(Stored records)
........
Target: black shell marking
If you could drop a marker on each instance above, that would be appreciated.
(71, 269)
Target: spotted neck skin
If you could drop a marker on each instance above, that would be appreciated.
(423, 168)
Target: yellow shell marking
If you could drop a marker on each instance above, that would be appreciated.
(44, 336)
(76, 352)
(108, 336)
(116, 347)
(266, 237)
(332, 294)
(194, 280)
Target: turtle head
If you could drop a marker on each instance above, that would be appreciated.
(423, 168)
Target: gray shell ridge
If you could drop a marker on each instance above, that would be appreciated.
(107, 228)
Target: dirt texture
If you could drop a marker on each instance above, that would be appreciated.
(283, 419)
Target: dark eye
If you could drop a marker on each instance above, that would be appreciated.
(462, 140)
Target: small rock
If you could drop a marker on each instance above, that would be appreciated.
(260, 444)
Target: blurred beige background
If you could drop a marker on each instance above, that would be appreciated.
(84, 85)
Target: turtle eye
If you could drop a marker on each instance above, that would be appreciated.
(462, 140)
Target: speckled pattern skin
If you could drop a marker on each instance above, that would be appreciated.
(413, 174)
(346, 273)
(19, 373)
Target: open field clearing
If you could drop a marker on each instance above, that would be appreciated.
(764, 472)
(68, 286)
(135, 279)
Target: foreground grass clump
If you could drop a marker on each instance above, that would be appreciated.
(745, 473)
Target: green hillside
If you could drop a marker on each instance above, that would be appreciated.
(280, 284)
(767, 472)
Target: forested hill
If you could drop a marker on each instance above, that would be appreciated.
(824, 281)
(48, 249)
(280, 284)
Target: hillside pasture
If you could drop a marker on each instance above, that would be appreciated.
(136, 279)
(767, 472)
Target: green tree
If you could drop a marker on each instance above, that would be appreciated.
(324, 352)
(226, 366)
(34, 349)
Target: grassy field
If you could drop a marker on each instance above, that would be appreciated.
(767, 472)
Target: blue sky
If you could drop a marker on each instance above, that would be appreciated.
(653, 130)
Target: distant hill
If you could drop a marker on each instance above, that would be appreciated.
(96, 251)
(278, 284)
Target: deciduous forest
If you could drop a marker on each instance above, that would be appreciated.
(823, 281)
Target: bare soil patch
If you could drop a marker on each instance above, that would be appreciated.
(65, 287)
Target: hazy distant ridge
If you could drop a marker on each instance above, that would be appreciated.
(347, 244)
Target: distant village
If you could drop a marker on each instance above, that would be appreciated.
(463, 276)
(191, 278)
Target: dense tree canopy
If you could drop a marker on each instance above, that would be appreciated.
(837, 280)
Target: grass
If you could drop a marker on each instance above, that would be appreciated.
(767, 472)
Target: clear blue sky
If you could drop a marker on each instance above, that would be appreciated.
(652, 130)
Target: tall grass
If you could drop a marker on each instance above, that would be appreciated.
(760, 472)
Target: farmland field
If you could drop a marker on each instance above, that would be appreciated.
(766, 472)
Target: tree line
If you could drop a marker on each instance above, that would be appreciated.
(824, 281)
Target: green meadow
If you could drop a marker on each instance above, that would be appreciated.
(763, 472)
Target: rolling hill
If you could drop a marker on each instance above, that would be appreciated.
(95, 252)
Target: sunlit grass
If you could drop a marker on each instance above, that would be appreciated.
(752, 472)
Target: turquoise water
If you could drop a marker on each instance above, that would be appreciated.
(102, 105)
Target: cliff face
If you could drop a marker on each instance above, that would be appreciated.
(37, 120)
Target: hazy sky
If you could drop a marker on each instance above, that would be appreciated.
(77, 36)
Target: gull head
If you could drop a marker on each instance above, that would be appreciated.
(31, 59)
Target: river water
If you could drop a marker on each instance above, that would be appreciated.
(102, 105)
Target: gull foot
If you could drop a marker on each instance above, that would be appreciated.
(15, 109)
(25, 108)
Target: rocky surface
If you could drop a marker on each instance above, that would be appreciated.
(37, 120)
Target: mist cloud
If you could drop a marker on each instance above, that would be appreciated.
........
Directions for this task. Repeat every record, keeping each word and mark exactly as it is.

Written response.
Target: black shell marking
If you could drop a marker on each instance above, that would be appreciated.
(71, 269)
Target: spotted neck skin
If you could drop a marker on each instance above, that would be appreciated.
(423, 168)
Target: yellow shell marking
If you could drop a marker on each instance above, that would be appreciated.
(44, 336)
(76, 352)
(108, 336)
(116, 347)
(266, 237)
(332, 294)
(194, 280)
Target: turtle head
If you could drop a marker on each instance above, that would be appreciated.
(423, 168)
Target: gray shell ridge
If you could drop a marker on each instance above, that would be appreciated.
(107, 228)
Target: dirt texture
If you could drop a marker on each instance above, that would be appreciated.
(283, 419)
Target: dark eye
If you could drop a marker on each instance above, that would be appreciated.
(462, 140)
Target: small rock
If you could drop a marker on each instance above, that would be appreciated.
(260, 444)
Target: blurred beige background
If you could drop a marker on each instance above, that would be appreciated.
(84, 85)
Target: turtle eye
If you could drop a marker on each instance above, that would be appreciated.
(462, 140)
Target: speckled pattern skin
If you could drop a marker on each instance above, that would be appreciated.
(413, 174)
(346, 273)
(19, 373)
Target: open field clearing
If you could drop a marker on each instance above, that would be appreciated.
(764, 472)
(68, 286)
(135, 279)
Target: foreground grass clump
If you could drop a marker on each instance above, that would be appreciated.
(745, 473)
Target: green hillside
If you could drop a marker on each instance above, that would be appreciated.
(280, 284)
(767, 472)
Target: forested hill
If you could drop a marker on each instance above, that would be appreciated.
(824, 281)
(48, 249)
(280, 284)
Target: hillside pasture
If you could drop a marker on each instance above, that would be appreciated.
(136, 279)
(767, 472)
Target: green tree
If you could drop a marker on each instance above, that would be appreciated.
(324, 352)
(226, 366)
(34, 349)
Target: grassy field
If you could drop a marker on each instance above, that would be appreciated.
(767, 472)
Target: blue sky
If you could drop a marker on each instance above, that would be appreciated.
(653, 130)
Target: distant hill
If you could drop a marker on each instance above, that would be appreciated.
(96, 251)
(278, 284)
Target: deciduous forest
If you could drop a marker on each instance above, that would be appreciated.
(823, 281)
Target: bare soil patch
If you could drop a marker on each instance above, that would be appreciated.
(65, 287)
Target: hazy distant ridge
If you could drop a marker on each instance above, that would be appreciated.
(347, 244)
Target: distant village
If you could drop a marker on each instance above, that would be appreciated.
(463, 276)
(191, 278)
Target: dense tree canopy
If you could drop a marker on each instance above, that would be appreciated.
(837, 280)
Target: grass
If you could drop a marker on each instance above, that would be appreciated.
(767, 472)
Target: clear blue sky
If you could drop a marker on each instance above, that would be appreciated.
(652, 130)
Target: tall grass
If you could drop a marker on each instance above, that would be appreciated.
(760, 472)
Target: farmland field
If you could drop a marker on each instance above, that would be appreciated.
(766, 472)
Target: tree line
If you could drop a marker on each instance above, that would be appreciated.
(824, 281)
Target: green meadow
If you could drop a marker on each instance above, that would be appreciated.
(763, 472)
Target: rolling hill
If you could drop a marker on each instance above, that would be appreciated.
(95, 252)
Target: sunlit grass
If you could drop a marker on each instance above, that would be appreciated.
(752, 472)
Target: turquoise water
If you could drop a marker on each instance above, that would be appreciated.
(102, 105)
Target: cliff face
If you could drop a marker on each instance above, that would be appreciated.
(37, 120)
Target: hazy sky
If you could drop a marker on each instance above, that would be appreciated.
(77, 36)
Target: gull head
If you could drop a marker on each instance above, that would be appreciated.
(31, 59)
Target: river water
If you could drop a marker on each instance above, that would be appreciated.
(102, 105)
Target: gull foot
If you could drop a marker on each instance above, that would be appreciated.
(15, 109)
(25, 108)
Target: rocky surface
If you could drop a marker on each instance above, that would be appreciated.
(37, 120)
Target: mist cloud
If you could drop a marker on each instance above, that would be appreciated.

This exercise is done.